Selection
Appeal from that part of an order of the Supreme Court (Travers, J.), entered August 17, 1989 in Rensselaer County, which, inter alia, granted plaintiff’s cross motion to direct defendant to serve an answer and permitted plaintiff to litigate the issue of equitable estoppel at trial.
The questions presented on this appeal are whether Supreme Court erred in holding that (1) plaintiff stated an action for fraud in his second cause of action, separate and distinct from the action for malpractice alleged in his first cause of action, (2) the fraud was stated with sufficient detail to comply with the pleading requirements of CPLR 3016 (b), and (3) an immediate pretrial hearing to ascertain whether the doctrines of equitable estoppel or continuous treatment barred defendant from asserting the Statute of Limitations as a defense was unnecessary.

Complete the following
a) According to the appeal excerpt, on what date was the order entered?
b) For each statement, say yes or no to whether it agrees with the appeal excerpt, and quote the deciding words. (i) The order granted the plaintiff's cross motion to make the defendant serve an answer. (ii) The fraud action was alleged in the plaintiff's first cause of action. (iii) Supreme Court held that an immediate pretrial hearing on equitable estoppel or continuous treatment was needed.
Answer using only the appeal excerpt.

Provided data

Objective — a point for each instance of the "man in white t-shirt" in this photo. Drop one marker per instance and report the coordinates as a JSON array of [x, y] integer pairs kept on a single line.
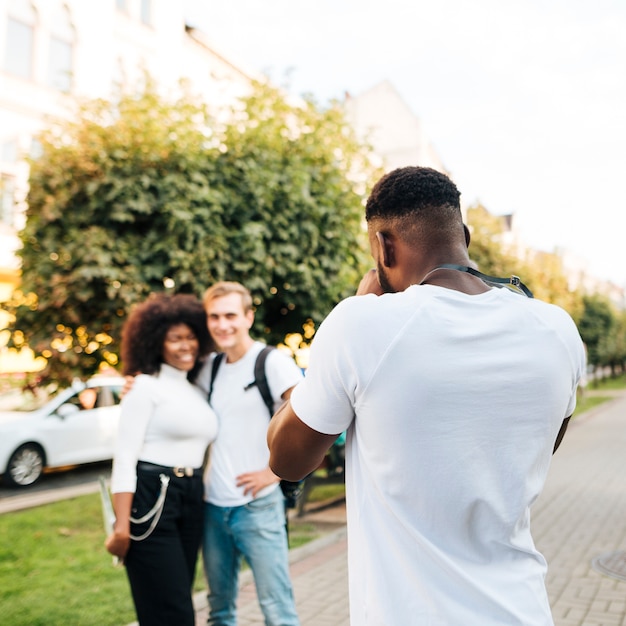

Solutions for each task
a) August 17, 1989

b)
(i) Yes: "granted plaintiff’s cross motion to direct defendant to serve an answer"
(ii) No: "plaintiff stated an action for fraud in his second cause of action"
(iii) No: "an immediate pretrial hearing to ascertain whether the doctrines of equitable estoppel or continuous treatment barred defendant from asserting the Statute of Limitations as a defense was unnecessary"